_Compito assegnato 1_. Stampa il tratto dell'articolo sui buttafuori delle discoteche che va da «Discoteche, parla il» fino a «svolgimento della serata.», riportandolo parola per parola.

___ Brano fornito ___

Discoteche, parla il buttafuori: «Risse, ubriachi, attaccabrighe... da 15 anni sempre più “fango”»
Intervista con un esperto di sicurezza all'indomani dell'ennesimo caso di violenza in un locale notturno
Ognuno di loro ha mille storie da raccontare. Ognuno di loro ha almeno una rissa a cui ha preso parte. Ognuno di loro ha dovuto subire minacce che però, per fortuna, il più delle volte non si sono estrinsecate in fatti concreti. Sono i “ragazzi” che lavorano nel mondo delle discoteche e dei locali alla moda. Anzi, per essere più precisi, sono quelli chiamati a fare selezione all’ingresso e, magari, ad accompagnare rapidamente alla porta quei clienti che hanno alzato il gomito o che, comunque, hanno disturbato il regolare svolgimento della serata.
“Riccardo”, ad esempio, è un volto storico nell’ambiente delle discoteche catanesi. Da una trentina d’anni lavora nel settore della sicurezza e conosce retroscena che ai più sono negati. Accetta di raccontarne alcuni ma soltanto a patto che, come si fa in questi casi, gli venga garantito l’anonimato. E così sia.

___

_Compito assegnato 2_. Conta le righe dei record in cui compare la parola «blue» e scrivi soltanto il numero.

___ Materiale fornito ___

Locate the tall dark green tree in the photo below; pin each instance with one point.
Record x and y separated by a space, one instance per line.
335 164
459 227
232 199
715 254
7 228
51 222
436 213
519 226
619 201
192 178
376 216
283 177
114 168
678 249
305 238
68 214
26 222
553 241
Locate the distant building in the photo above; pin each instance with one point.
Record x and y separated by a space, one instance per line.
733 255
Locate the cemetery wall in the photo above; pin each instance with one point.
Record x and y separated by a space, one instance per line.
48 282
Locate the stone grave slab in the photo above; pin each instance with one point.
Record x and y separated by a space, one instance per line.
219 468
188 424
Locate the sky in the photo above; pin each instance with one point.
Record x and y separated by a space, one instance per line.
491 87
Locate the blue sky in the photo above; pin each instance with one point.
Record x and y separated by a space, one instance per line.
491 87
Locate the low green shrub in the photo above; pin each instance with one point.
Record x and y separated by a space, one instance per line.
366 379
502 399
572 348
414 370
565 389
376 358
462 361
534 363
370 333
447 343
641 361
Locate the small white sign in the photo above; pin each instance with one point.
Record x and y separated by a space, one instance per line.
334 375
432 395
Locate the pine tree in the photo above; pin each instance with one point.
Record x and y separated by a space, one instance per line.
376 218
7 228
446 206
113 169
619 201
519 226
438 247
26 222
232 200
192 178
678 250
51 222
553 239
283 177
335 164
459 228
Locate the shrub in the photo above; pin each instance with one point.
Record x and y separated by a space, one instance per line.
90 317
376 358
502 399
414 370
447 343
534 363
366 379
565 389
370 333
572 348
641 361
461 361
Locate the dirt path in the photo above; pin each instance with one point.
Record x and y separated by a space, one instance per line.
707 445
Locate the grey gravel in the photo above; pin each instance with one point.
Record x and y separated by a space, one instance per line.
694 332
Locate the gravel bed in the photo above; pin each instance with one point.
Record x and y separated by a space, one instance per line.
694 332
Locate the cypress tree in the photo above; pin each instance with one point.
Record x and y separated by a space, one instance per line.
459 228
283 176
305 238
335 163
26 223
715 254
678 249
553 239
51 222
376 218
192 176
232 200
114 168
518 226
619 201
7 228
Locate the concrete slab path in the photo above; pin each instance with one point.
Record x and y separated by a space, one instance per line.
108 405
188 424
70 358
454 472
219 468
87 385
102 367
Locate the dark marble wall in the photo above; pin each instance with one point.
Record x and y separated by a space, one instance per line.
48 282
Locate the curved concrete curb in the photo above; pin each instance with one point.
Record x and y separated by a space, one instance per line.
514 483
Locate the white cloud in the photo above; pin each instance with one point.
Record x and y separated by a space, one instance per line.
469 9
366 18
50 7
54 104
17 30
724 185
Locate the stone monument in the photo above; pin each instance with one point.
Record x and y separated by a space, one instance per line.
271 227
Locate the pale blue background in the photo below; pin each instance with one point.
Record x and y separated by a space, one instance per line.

___

_Risposta all'esercizio 1_.
Discoteche, parla il buttafuori: «Risse, ubriachi, attaccabrighe... da 15 anni sempre più “fango”»
Intervista con un esperto di sicurezza all'indomani dell'ennesimo caso di violenza in un locale notturno
Ognuno di loro ha mille storie da raccontare. Ognuno di loro ha almeno una rissa a cui ha preso parte. Ognuno di loro ha dovuto subire minacce che però, per fortuna, il più delle volte non si sono estrinsecate in fatti concreti. Sono i “ragazzi” che lavorano nel mondo delle discoteche e dei locali alla moda. Anzi, per essere più precisi, sono quelli chiamati a fare selezione all’ingresso e, magari, ad accompagnare rapidamente alla porta quei clienti che hanno alzato il gomito o che, comunque, hanno disturbato il regolare svolgimento della serata.

_Risposta all'esercizio 2_. 2